▸ **Problem**
Convert the stretch of rows below from the line containing "Identify the reddish" through the line containing "(1211, 689)", both ends included, into a numbered list. Drop any blank lines and list nothing outside that stretch.

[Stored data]

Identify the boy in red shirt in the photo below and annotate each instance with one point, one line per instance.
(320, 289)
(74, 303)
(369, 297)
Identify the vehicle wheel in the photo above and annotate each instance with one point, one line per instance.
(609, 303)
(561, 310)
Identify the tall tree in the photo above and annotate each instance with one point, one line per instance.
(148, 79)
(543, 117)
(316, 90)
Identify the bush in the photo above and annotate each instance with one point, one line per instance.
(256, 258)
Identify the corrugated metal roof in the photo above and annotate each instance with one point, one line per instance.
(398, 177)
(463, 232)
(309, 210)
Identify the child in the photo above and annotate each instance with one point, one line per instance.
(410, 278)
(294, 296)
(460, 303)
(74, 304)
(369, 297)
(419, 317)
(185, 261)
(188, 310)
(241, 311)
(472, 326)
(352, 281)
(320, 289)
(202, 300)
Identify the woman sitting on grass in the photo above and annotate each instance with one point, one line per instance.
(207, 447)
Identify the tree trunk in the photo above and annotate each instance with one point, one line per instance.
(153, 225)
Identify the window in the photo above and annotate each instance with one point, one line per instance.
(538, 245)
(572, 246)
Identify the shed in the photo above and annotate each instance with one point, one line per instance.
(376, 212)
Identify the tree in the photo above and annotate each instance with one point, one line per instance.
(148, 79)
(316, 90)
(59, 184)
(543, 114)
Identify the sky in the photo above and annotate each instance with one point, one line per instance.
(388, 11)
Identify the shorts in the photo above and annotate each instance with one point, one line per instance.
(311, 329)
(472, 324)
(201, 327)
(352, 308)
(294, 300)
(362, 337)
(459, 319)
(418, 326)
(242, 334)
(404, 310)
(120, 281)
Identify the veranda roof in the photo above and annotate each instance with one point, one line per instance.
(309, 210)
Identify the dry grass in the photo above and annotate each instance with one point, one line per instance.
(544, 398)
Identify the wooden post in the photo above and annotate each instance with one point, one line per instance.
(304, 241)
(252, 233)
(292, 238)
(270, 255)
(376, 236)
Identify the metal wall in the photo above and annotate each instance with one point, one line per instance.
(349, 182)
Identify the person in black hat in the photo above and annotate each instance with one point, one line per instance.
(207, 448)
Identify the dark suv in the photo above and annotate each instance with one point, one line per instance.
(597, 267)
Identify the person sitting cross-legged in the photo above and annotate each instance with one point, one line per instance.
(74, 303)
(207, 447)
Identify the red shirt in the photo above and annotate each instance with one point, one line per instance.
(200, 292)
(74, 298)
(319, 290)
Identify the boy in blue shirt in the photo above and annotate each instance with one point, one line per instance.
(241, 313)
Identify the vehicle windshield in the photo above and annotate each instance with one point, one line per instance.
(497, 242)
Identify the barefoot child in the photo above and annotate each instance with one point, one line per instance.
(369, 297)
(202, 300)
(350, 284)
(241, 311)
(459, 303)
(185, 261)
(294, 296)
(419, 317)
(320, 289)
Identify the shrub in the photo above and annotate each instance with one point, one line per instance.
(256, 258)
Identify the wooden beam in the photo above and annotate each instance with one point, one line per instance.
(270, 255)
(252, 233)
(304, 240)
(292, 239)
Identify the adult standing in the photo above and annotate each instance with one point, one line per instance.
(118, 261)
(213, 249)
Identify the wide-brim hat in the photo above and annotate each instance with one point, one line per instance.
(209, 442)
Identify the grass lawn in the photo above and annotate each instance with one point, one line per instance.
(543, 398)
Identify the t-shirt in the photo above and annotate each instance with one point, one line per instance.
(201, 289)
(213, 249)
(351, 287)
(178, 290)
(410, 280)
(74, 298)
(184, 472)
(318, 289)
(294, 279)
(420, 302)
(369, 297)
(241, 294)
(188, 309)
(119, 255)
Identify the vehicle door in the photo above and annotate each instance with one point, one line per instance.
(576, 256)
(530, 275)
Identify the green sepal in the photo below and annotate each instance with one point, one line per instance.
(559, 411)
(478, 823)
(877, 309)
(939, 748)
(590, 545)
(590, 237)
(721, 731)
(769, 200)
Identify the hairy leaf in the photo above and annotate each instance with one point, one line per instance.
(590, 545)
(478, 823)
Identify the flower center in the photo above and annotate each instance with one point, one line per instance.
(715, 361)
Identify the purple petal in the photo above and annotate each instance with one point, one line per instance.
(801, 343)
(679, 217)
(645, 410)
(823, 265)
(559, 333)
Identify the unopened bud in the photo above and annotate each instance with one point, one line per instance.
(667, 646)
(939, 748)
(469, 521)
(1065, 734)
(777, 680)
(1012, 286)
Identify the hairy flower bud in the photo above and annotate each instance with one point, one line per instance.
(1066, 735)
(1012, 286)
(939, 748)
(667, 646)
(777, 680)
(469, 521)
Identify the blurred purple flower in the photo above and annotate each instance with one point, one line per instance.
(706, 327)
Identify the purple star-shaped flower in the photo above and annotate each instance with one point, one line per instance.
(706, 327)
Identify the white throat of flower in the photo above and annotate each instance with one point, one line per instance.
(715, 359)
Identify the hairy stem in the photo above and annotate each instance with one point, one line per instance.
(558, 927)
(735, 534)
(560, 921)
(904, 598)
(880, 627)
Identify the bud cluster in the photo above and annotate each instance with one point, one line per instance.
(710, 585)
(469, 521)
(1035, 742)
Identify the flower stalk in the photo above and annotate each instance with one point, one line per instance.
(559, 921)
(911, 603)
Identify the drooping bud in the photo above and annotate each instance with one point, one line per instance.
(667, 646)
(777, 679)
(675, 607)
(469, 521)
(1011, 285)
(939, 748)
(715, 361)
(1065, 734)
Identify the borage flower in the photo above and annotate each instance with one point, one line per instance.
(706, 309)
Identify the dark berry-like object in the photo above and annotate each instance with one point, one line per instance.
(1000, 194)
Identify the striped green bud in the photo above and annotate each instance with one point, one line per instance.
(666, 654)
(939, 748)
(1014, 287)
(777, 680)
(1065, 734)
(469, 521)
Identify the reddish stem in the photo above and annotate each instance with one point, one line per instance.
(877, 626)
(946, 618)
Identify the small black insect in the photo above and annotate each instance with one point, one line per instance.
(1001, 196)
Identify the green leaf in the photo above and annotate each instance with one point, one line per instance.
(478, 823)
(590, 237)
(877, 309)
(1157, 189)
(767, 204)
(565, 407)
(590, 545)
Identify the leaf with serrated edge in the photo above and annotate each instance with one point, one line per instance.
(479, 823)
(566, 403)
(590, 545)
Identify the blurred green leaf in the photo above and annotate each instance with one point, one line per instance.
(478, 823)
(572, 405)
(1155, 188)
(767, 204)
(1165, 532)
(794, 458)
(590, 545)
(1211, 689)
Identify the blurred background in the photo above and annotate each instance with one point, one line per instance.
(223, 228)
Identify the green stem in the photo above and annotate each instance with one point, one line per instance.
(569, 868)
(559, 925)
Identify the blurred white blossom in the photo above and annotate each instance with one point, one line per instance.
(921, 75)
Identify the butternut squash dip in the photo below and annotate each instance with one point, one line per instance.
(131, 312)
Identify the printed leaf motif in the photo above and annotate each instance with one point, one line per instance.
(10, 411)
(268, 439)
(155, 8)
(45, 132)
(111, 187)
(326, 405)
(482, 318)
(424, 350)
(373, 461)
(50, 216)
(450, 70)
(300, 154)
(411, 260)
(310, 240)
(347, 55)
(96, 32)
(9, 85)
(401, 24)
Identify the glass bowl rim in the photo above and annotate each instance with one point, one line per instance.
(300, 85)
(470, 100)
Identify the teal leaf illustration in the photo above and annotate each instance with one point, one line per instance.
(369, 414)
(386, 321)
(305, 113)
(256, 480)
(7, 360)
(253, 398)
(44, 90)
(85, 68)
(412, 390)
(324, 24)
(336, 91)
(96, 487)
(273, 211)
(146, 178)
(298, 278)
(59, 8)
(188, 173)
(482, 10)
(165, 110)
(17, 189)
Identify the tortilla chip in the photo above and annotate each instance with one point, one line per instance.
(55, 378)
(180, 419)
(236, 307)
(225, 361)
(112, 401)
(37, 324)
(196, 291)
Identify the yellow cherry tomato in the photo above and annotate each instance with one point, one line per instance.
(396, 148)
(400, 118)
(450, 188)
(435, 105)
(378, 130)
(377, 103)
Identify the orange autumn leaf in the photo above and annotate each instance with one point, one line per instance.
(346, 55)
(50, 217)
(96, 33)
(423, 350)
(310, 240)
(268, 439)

▸ **Answer to this task**
1. Identify the reddish stem in the photo above and annotate each instance with one point, one line per instance.
2. (877, 626)
3. (946, 618)
4. Identify the small black insect in the photo above and annotate each instance with one point, one line per instance.
5. (1001, 196)
6. Identify the green leaf in the photo above and annotate each instance with one point, one line per instance.
7. (478, 823)
8. (590, 237)
9. (877, 309)
10. (1157, 189)
11. (767, 204)
12. (565, 407)
13. (590, 545)
14. Identify the leaf with serrated edge in the photo above and annotate each instance with one point, one line per instance.
15. (479, 823)
16. (566, 403)
17. (590, 545)
18. Identify the blurred green leaf in the photo above and annotate each instance with one point, one line per instance.
19. (478, 823)
20. (572, 405)
21. (1155, 188)
22. (767, 204)
23. (1165, 532)
24. (794, 458)
25. (590, 545)
26. (1211, 689)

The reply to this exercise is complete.